─── Dataset

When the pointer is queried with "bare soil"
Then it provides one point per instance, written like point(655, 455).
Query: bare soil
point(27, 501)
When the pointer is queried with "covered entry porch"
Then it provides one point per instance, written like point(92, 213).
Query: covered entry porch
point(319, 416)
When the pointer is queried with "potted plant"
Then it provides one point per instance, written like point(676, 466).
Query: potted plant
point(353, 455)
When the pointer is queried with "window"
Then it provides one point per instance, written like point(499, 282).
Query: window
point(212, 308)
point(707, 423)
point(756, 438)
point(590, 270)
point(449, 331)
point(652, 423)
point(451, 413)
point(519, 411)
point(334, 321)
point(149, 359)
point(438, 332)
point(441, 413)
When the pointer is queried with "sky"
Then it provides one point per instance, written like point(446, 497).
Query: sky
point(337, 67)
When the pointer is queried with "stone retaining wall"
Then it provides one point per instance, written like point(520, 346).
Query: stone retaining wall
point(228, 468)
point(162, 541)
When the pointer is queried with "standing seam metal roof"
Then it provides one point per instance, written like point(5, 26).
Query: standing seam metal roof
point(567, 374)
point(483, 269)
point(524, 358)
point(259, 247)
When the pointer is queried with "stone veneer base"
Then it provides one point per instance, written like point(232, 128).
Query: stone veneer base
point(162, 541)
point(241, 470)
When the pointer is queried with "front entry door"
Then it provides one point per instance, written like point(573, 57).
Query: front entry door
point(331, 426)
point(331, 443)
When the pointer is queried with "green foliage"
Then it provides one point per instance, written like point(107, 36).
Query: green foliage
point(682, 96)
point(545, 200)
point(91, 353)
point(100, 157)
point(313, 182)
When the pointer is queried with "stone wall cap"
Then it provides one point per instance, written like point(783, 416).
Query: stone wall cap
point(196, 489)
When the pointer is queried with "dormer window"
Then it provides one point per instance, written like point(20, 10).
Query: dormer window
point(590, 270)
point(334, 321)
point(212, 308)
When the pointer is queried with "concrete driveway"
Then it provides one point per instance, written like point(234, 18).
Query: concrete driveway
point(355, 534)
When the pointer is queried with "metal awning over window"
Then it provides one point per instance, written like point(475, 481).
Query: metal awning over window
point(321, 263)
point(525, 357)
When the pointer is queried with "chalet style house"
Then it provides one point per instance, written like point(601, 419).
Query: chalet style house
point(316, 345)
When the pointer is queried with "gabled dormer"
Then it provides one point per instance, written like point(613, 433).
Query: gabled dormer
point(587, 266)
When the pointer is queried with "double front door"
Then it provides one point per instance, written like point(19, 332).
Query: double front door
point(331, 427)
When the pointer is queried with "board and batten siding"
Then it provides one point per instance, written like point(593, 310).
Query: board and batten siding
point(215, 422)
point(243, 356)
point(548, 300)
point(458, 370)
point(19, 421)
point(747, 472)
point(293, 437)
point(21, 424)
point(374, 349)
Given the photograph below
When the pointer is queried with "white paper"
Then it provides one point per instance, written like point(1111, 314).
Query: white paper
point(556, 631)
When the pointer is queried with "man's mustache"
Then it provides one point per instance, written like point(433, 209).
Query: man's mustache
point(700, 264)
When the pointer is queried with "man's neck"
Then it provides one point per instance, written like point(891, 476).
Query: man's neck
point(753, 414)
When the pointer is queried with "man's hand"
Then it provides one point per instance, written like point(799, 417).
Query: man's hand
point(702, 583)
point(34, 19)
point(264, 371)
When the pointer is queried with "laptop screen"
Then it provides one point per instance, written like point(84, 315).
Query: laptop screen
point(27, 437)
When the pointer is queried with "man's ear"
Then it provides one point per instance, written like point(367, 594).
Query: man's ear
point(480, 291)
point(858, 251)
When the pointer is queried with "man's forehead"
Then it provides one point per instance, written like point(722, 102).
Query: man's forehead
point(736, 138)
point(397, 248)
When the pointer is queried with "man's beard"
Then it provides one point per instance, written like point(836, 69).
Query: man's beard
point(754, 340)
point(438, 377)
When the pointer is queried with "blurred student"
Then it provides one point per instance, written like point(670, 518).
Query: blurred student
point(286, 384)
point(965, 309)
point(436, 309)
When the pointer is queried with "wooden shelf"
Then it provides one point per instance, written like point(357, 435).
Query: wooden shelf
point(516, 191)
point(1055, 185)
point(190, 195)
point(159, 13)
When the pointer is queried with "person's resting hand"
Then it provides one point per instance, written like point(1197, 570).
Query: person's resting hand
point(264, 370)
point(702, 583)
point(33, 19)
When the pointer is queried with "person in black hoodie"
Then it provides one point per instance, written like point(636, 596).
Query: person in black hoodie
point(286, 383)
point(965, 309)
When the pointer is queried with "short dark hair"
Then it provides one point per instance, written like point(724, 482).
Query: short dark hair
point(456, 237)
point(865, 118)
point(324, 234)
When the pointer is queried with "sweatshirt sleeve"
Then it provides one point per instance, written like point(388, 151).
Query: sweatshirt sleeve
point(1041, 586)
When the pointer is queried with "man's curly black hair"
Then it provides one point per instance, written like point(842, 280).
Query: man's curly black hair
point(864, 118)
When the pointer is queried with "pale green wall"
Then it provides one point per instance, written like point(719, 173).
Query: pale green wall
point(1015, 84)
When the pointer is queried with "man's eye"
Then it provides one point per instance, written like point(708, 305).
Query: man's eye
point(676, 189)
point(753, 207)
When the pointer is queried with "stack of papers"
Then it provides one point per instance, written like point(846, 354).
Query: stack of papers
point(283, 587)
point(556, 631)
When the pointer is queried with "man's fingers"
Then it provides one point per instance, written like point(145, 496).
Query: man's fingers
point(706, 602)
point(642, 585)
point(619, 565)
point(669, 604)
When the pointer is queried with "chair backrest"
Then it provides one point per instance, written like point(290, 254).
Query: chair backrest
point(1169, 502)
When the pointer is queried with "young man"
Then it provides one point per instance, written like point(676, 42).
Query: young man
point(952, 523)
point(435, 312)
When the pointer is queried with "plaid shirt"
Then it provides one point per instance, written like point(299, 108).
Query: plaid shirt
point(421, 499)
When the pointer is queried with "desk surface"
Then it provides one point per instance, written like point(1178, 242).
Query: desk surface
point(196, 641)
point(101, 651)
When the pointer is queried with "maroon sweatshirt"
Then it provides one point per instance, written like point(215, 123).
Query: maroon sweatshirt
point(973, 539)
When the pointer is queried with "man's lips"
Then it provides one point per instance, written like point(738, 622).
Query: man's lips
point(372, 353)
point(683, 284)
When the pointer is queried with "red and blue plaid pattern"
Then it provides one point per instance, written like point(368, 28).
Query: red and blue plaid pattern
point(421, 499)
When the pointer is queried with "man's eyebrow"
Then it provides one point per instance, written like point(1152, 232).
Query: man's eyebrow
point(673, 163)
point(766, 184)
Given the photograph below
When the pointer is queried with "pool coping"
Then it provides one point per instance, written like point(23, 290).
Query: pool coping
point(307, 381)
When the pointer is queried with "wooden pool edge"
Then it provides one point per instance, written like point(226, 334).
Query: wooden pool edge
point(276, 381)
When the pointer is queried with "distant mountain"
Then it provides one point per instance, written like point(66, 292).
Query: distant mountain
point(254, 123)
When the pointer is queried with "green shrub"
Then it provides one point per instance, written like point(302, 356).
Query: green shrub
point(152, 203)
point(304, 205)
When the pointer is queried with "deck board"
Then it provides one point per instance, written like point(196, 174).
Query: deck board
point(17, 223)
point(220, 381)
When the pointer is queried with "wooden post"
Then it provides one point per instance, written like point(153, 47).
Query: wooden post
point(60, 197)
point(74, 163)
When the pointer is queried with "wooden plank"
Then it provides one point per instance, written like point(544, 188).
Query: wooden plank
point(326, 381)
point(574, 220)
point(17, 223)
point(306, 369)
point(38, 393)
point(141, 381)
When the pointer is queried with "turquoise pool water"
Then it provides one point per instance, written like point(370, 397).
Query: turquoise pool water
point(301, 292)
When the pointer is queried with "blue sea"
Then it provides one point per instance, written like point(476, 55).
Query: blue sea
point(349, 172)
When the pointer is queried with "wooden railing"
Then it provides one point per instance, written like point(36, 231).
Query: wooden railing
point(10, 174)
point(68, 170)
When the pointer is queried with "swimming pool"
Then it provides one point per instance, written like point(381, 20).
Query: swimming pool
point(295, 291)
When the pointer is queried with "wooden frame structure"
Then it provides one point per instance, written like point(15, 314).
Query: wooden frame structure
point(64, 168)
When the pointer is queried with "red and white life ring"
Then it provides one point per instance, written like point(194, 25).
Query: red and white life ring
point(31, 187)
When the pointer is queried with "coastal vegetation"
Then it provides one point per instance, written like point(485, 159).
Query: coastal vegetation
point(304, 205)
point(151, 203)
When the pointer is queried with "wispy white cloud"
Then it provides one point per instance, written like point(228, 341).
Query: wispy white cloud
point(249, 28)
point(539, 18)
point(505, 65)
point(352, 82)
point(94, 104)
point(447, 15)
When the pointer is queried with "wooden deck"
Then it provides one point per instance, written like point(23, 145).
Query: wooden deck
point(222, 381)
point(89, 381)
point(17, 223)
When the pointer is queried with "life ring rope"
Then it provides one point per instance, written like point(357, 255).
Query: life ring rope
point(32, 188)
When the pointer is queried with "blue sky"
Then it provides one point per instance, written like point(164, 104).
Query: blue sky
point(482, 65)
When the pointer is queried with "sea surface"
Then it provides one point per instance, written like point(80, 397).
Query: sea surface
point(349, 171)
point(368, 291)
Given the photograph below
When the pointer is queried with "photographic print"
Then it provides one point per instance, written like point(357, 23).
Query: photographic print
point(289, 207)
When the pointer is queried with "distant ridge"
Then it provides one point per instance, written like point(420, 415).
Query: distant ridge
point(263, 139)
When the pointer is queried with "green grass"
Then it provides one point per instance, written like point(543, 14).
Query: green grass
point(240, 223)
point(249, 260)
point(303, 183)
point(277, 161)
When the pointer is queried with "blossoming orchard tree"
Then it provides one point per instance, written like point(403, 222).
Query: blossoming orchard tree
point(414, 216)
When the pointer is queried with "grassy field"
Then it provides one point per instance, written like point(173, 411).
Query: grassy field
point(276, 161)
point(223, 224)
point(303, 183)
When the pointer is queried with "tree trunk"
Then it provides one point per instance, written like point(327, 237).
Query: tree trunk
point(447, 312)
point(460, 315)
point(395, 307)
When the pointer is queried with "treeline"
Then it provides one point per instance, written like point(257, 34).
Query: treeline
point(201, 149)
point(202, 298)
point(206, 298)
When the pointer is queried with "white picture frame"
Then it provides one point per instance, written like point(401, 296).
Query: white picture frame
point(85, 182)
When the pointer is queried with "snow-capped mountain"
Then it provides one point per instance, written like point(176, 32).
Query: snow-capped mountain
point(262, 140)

──────

#### Short problem
Print the records word for word, beginning with their first line and continuing through the line containing "point(319, 416)", with that line included.

#### Exercise result
When the pointer is queried with "bare soil"
Then it provides one point per instance, written like point(655, 455).
Query: bare soil
point(27, 501)
When the pointer is queried with "covered entry porch"
Then it provides one point per instance, written like point(92, 213).
Query: covered entry porch
point(319, 416)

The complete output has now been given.